» WHAT TO DO:
Below are some records; return each one exactly.

Point-per-instance localization data
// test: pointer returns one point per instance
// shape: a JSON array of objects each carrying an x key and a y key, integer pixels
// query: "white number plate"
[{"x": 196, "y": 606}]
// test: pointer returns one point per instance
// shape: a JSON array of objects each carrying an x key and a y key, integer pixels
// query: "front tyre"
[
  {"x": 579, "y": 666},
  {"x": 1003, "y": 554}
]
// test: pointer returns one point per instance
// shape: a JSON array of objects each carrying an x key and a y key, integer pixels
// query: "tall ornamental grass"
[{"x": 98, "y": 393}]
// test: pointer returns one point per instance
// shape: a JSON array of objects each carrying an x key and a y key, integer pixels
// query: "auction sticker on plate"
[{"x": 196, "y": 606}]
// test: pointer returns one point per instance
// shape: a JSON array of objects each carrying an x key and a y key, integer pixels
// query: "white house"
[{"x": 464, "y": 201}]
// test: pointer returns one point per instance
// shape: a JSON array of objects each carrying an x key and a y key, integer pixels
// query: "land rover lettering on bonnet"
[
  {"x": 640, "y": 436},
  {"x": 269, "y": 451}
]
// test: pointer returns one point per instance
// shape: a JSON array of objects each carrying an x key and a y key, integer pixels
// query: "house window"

» RESPONSE TO THIS EXERCISE:
// test: pointer returns one point per instance
// shape: a JSON array of objects each carrying an x key and a y key, integer pixels
// query: "white number plate"
[{"x": 196, "y": 606}]
// test: pointer returns one point per instance
// shape: a JSON array of objects each carrying an x key and a y key, integer pixels
// query: "front tyre"
[
  {"x": 579, "y": 666},
  {"x": 1003, "y": 554}
]
// test: pointer returns one point per instance
// shape: a JSON array of objects each carrying an x key and a y key, integer pixels
// query: "tall ornamental grass"
[{"x": 98, "y": 393}]
// test: pointer returns one point per instance
// shape: a JSON array of objects each carrying an x key and a y key, integer pixels
// query: "auction sticker on plate"
[{"x": 196, "y": 606}]
// test: pointer returns one point per instance
// shape: a JSON array of objects each carrying an x key and a y key, integer pixels
// query: "white house"
[{"x": 464, "y": 201}]
// test: pointer returns one point per instance
// shape: a JSON array of objects each carrying an x key and a y key, integer pixels
// query: "land rover lettering on bonnet"
[
  {"x": 640, "y": 436},
  {"x": 269, "y": 451}
]
// test: pointer returns one point per instance
// shape: a JSON array of objects each carrying an x key and a y key, integer pixels
// query: "house window"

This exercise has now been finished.